What is needed:
Please check the Hadoop configuration steps below: what value do they assign to the fs.dfs.impl property?
--- BEGIN Source ---
Modify the core-site.xml configuration file.

Open the core-site.xml configuration file.

vim /usr/local/hadoop-2.7.2/etc/hadoop/core-site.xml

Add the following properties to the core-site.xml configuration file. For more information, see Mount an Apsara File Storage HDFS file system.

<configuration>
    <property>
         <name>fs.defaultFS</name>
         <value>dfs://x-xxxxxxxx.cn-xxxxx.dfs.aliyuncs.com:10290</value>
         <!-- Enter the address of your mount target. -->
    </property>
    <property>
         <name>fs.dfs.impl</name>
         <value>com.alibaba.dfs.DistributedFileSystem</value>
    </property>
    <property>
         <name>fs.AbstractFileSystem.dfs.impl</name>
         <value>com.alibaba.dfs.DFS</value>
    </property>
</configuration>

Modify the yarn-site.xml configuration file.

Open the yarn-site.xml configuration file.

vim /usr/local/hadoop-2.7.2/etc/hadoop/yarn-site.xml

Add the following properties to the yarn-site.xml configuration file.
--- END Source ---
--- BEGIN Information provided ---
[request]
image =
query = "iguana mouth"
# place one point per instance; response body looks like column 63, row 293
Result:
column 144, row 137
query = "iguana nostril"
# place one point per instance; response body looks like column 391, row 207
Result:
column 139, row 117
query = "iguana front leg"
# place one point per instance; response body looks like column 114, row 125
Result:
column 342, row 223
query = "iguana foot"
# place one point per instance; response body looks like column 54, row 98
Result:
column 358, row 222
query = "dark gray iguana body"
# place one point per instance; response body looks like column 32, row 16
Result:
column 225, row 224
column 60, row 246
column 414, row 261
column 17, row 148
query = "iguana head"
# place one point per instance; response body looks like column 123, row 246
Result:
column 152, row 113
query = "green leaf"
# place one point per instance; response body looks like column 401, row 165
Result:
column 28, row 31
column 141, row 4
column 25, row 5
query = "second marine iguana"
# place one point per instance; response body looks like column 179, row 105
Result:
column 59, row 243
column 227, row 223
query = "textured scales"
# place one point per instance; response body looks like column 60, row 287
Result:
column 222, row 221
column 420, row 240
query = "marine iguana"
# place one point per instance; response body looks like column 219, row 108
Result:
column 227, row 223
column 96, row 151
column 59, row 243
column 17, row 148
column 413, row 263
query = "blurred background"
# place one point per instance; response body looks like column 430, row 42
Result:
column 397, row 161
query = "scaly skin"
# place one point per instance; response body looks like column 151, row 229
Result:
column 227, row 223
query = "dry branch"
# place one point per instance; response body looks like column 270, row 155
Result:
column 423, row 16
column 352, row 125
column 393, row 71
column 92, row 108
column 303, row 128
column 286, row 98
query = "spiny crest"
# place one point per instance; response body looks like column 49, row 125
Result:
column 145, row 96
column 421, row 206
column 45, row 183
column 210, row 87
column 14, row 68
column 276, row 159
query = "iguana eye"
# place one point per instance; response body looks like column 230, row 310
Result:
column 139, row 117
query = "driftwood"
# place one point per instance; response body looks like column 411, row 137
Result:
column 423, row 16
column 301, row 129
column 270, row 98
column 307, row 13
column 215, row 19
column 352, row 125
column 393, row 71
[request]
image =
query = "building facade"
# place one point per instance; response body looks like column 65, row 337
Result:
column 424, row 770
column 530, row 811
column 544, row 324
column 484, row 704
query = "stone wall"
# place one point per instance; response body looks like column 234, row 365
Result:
--- END Information provided ---
Solution to the exercise:
com.alibaba.dfs.DistributedFileSystem